Copy all the material that follows, keeping every character the same.

(Location labeling records)
>> start
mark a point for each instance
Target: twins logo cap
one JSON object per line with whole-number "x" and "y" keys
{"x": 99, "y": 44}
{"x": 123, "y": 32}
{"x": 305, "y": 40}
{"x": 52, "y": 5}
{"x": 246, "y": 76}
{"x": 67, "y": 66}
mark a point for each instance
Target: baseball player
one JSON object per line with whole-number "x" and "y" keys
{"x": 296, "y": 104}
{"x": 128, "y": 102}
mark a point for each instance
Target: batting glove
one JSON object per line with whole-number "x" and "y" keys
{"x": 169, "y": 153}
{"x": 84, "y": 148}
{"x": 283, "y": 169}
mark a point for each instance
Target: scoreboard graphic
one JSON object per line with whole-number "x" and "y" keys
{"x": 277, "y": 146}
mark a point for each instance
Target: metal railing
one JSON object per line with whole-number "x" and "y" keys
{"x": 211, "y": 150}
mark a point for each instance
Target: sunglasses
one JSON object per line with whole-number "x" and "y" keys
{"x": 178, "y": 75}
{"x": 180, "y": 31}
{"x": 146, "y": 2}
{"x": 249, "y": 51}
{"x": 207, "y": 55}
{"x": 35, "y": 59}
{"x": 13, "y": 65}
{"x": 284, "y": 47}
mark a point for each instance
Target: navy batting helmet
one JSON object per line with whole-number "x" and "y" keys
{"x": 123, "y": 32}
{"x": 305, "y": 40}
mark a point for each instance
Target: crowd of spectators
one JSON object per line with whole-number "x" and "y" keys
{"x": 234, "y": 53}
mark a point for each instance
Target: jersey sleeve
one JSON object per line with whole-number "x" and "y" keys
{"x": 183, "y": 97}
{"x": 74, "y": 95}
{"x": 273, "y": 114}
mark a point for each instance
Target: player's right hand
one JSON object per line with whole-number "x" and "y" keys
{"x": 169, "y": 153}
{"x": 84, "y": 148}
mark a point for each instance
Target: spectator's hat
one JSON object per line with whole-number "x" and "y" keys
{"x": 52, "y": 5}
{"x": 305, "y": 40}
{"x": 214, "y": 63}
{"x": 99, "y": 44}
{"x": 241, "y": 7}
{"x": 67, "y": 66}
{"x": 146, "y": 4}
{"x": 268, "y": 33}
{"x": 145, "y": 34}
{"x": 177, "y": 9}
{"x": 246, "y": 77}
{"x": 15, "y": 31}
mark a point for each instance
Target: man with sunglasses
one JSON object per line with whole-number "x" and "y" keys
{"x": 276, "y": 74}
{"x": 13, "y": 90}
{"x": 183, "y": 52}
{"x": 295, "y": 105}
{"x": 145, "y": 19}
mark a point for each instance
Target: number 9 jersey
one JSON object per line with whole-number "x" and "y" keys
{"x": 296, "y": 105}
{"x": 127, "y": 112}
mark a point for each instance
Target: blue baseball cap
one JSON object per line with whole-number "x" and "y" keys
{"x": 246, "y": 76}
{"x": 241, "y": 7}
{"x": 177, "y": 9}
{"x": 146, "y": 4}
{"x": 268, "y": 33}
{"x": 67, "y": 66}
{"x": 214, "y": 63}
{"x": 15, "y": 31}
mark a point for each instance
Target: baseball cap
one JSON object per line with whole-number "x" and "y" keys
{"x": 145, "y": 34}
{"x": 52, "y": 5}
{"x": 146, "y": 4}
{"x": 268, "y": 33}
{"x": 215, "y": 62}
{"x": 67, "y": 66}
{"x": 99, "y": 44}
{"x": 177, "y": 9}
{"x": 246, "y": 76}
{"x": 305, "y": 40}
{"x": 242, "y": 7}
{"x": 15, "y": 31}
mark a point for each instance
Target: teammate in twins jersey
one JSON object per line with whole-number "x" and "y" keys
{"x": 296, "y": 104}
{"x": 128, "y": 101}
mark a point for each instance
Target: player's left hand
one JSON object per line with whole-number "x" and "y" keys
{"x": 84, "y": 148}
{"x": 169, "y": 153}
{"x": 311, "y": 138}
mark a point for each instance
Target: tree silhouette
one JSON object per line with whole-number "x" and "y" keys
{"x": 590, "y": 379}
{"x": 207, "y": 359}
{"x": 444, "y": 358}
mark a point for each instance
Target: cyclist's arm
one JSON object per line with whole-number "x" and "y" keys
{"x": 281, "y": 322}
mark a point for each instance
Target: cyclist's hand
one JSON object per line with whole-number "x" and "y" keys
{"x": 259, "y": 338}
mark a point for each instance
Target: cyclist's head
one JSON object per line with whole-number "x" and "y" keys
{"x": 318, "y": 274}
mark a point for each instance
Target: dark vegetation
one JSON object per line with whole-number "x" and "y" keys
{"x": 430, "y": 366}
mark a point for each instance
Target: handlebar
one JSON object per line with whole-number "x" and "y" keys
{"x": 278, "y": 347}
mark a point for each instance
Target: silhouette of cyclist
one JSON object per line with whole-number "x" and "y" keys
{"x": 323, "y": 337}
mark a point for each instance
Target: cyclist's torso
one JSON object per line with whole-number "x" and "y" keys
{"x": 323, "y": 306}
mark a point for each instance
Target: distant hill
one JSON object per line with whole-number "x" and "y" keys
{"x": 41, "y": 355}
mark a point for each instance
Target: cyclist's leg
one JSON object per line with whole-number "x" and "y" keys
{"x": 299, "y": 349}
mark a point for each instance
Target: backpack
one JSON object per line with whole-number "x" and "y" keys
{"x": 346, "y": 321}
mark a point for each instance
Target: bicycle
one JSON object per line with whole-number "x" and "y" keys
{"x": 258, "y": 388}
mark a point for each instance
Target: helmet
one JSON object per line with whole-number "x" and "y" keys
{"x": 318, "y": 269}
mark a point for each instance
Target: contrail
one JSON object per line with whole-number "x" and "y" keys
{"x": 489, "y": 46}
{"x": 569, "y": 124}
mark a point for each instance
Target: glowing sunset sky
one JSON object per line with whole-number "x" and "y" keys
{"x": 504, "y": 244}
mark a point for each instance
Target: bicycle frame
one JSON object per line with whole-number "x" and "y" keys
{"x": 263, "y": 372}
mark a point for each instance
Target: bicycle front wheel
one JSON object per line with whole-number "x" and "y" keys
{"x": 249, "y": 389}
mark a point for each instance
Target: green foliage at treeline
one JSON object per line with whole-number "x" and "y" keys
>> end
### SOLUTION FOR THIS TASK
mark a point for each instance
Target: twins logo cap
one JSON object per line with whole-number "x" and "y" keys
{"x": 99, "y": 44}
{"x": 123, "y": 32}
{"x": 305, "y": 40}
{"x": 52, "y": 5}
{"x": 246, "y": 76}
{"x": 67, "y": 66}
mark a point for each instance
Target: baseball player
one JSON object per line with whole-number "x" and "y" keys
{"x": 296, "y": 104}
{"x": 128, "y": 102}
mark a point for each instance
Target: batting glove
one JSON object per line with whole-number "x" and "y" keys
{"x": 169, "y": 153}
{"x": 84, "y": 148}
{"x": 283, "y": 169}
mark a point for each instance
Target: scoreboard graphic
one JSON object per line with whole-number "x" and "y" keys
{"x": 277, "y": 146}
mark a point for each instance
Target: metal railing
one JSON object per line with whole-number "x" and "y" keys
{"x": 211, "y": 150}
mark a point for each instance
Target: sunglasses
one JSON object per line with whole-number "x" and "y" keys
{"x": 178, "y": 75}
{"x": 180, "y": 31}
{"x": 146, "y": 2}
{"x": 249, "y": 51}
{"x": 207, "y": 55}
{"x": 35, "y": 59}
{"x": 13, "y": 65}
{"x": 284, "y": 47}
mark a point for each instance
Target: navy batting helmet
one JSON object per line with whole-number "x" and "y" keys
{"x": 123, "y": 32}
{"x": 305, "y": 40}
mark a point for each instance
Target: crowd of spectators
one JSON object per line with whole-number "x" and "y" keys
{"x": 234, "y": 53}
mark a point for each instance
Target: jersey sleeve
one JSON object per line with whole-number "x" and "y" keys
{"x": 183, "y": 97}
{"x": 74, "y": 95}
{"x": 273, "y": 114}
mark a point for each instance
Target: player's right hand
one JSON object per line with whole-number "x" and "y" keys
{"x": 169, "y": 153}
{"x": 84, "y": 148}
mark a point for each instance
Target: spectator's hat
one JSON object per line with whole-number "x" and "y" keys
{"x": 52, "y": 5}
{"x": 305, "y": 40}
{"x": 214, "y": 63}
{"x": 99, "y": 44}
{"x": 241, "y": 7}
{"x": 67, "y": 66}
{"x": 146, "y": 4}
{"x": 268, "y": 33}
{"x": 145, "y": 34}
{"x": 177, "y": 9}
{"x": 246, "y": 77}
{"x": 15, "y": 31}
mark a point for each instance
Target: man with sunglasses
one JSON object per line with whole-number "x" and "y" keys
{"x": 276, "y": 74}
{"x": 13, "y": 90}
{"x": 183, "y": 52}
{"x": 295, "y": 105}
{"x": 145, "y": 19}
mark a point for each instance
Target: number 9 jersey
one JSON object per line with whole-number "x" and "y" keys
{"x": 296, "y": 105}
{"x": 127, "y": 112}
mark a point for each instance
Target: blue baseball cap
one JSON object per line with whole-number "x" and "y" keys
{"x": 246, "y": 76}
{"x": 241, "y": 7}
{"x": 177, "y": 9}
{"x": 146, "y": 4}
{"x": 268, "y": 33}
{"x": 67, "y": 66}
{"x": 214, "y": 63}
{"x": 15, "y": 31}
mark a point for each instance
Target: baseball cap
one JSON object per line with whole-number "x" and "y" keys
{"x": 145, "y": 34}
{"x": 52, "y": 5}
{"x": 146, "y": 4}
{"x": 268, "y": 33}
{"x": 215, "y": 62}
{"x": 67, "y": 66}
{"x": 99, "y": 44}
{"x": 177, "y": 9}
{"x": 246, "y": 76}
{"x": 305, "y": 40}
{"x": 242, "y": 7}
{"x": 15, "y": 31}
mark a point for each instance
Target: teammate in twins jersey
one JSON object per line with whole-number "x" and "y" keys
{"x": 296, "y": 104}
{"x": 128, "y": 101}
mark a point for each instance
Target: player's left hand
one JSON object per line with whole-number "x" and "y" keys
{"x": 84, "y": 148}
{"x": 169, "y": 153}
{"x": 311, "y": 138}
mark a point for each instance
Target: tree silhouette
one JSON object per line with whole-number "x" and "y" keys
{"x": 590, "y": 379}
{"x": 207, "y": 359}
{"x": 444, "y": 358}
mark a point for each instance
Target: cyclist's arm
one JSON object per line with whole-number "x" and "y" keys
{"x": 281, "y": 322}
mark a point for each instance
Target: cyclist's hand
one JSON object per line with whole-number "x" and "y" keys
{"x": 259, "y": 338}
mark a point for each instance
Target: cyclist's head
one JSON object per line with whole-number "x" and "y" keys
{"x": 318, "y": 274}
mark a point for each instance
Target: dark vegetation
one JSON object per line with whole-number "x" and "y" keys
{"x": 430, "y": 366}
mark a point for each instance
Target: handlebar
one JSON object per line with whole-number "x" and "y" keys
{"x": 278, "y": 347}
mark a point for each instance
Target: silhouette of cyclist
one JSON object per line with whole-number "x" and "y" keys
{"x": 323, "y": 337}
mark a point for each instance
Target: cyclist's torso
one JSON object per line with whole-number "x" and "y" keys
{"x": 323, "y": 306}
mark a point for each instance
Target: distant hill
one JSON object per line with whole-number "x" and "y" keys
{"x": 41, "y": 355}
mark a point for each instance
Target: cyclist's leg
one JSON object per line with whole-number "x" and "y" keys
{"x": 299, "y": 349}
mark a point for each instance
Target: backpack
one JSON object per line with whole-number "x" and "y" keys
{"x": 346, "y": 321}
mark a point for each instance
Target: bicycle
one JSON object per line with whole-number "x" and "y" keys
{"x": 258, "y": 388}
mark a point for each instance
Target: helmet
one JSON object per line with whole-number "x" and "y" keys
{"x": 318, "y": 269}
mark a point for each instance
Target: contrail
one JSON object per line with whole-number "x" and "y" keys
{"x": 489, "y": 46}
{"x": 569, "y": 124}
mark a point for each instance
Target: glowing sunset sky
one JSON object per line with whole-number "x" and "y" keys
{"x": 504, "y": 244}
mark a point for each instance
Target: bicycle frame
one JSON object per line with whole-number "x" and "y" keys
{"x": 263, "y": 372}
mark a point for each instance
Target: bicycle front wheel
one JSON object per line with whole-number "x" and "y" keys
{"x": 249, "y": 389}
mark a point for each instance
Target: green foliage at treeline
one JSON object per line with whole-number "x" and "y" keys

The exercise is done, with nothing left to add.